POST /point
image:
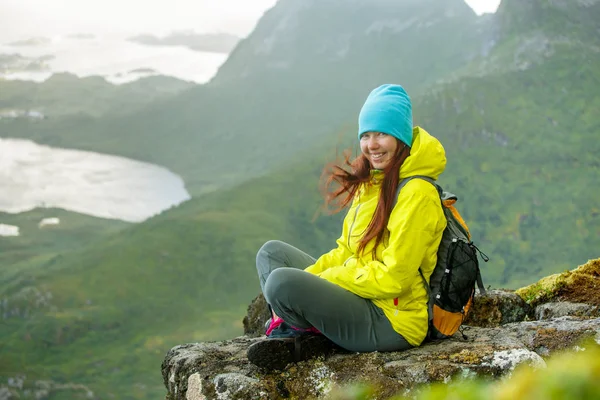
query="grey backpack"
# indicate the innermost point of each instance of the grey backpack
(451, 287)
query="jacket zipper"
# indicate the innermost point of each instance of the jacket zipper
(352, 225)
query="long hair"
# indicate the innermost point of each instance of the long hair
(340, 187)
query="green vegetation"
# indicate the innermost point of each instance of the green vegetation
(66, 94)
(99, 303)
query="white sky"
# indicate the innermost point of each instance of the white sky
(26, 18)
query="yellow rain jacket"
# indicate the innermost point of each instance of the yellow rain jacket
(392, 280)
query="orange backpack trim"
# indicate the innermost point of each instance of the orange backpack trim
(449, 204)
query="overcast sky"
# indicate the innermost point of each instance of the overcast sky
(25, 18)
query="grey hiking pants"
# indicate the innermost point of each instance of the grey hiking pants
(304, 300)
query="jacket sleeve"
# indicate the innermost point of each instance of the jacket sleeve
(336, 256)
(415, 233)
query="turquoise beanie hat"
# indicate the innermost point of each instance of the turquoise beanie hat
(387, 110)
-----
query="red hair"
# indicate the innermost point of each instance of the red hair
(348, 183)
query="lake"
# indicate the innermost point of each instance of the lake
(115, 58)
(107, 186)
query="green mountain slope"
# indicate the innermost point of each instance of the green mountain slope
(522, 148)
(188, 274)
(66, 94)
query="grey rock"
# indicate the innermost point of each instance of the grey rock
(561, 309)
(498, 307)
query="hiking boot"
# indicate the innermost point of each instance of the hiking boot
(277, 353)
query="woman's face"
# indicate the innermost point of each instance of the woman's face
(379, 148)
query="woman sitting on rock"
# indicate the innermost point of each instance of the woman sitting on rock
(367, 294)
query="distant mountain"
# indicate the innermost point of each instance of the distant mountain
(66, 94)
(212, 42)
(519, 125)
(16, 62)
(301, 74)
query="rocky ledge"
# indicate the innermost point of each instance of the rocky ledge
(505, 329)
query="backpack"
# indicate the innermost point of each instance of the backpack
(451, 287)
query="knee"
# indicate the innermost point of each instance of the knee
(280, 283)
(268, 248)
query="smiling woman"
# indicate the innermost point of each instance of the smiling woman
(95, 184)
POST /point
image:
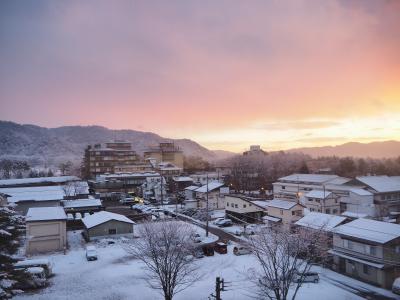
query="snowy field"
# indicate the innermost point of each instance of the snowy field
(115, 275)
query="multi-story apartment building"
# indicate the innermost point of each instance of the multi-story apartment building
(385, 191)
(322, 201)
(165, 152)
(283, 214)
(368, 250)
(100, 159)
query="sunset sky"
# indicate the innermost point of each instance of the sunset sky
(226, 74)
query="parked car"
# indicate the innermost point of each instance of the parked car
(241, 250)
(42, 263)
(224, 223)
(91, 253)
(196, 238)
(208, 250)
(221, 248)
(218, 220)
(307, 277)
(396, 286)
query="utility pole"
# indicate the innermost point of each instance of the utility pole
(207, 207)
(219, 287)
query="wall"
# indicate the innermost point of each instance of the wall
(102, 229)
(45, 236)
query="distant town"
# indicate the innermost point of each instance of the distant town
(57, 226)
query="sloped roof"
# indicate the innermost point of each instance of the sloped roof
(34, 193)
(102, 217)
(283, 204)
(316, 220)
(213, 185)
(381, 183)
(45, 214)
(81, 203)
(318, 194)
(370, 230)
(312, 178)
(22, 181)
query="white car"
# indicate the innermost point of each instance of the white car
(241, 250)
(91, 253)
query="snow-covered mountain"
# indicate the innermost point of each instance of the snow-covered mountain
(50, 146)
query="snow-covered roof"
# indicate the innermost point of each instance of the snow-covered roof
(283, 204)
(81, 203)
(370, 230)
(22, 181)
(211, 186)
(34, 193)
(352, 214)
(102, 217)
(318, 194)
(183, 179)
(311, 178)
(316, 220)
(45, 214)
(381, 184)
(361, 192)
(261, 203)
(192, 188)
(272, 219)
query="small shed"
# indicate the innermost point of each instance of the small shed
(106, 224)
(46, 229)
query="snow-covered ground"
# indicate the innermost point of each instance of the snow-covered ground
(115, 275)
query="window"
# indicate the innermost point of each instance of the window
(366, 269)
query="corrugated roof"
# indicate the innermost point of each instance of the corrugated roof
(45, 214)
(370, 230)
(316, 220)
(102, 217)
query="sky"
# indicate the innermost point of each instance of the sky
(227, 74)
-----
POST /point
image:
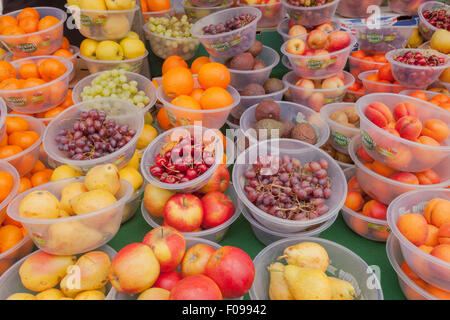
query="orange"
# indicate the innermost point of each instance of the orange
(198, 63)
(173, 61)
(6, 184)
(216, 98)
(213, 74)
-----
● WRITTEN TASK
Extract every row above that contains the string "hiking", matching case exactly.

● FINAL ANSWER
query="grey hiking pants"
# indicate the innermost point of each instance of the grey hiking pants
query="hiking boot"
# indicate the innermost point of each instance of the hiking boot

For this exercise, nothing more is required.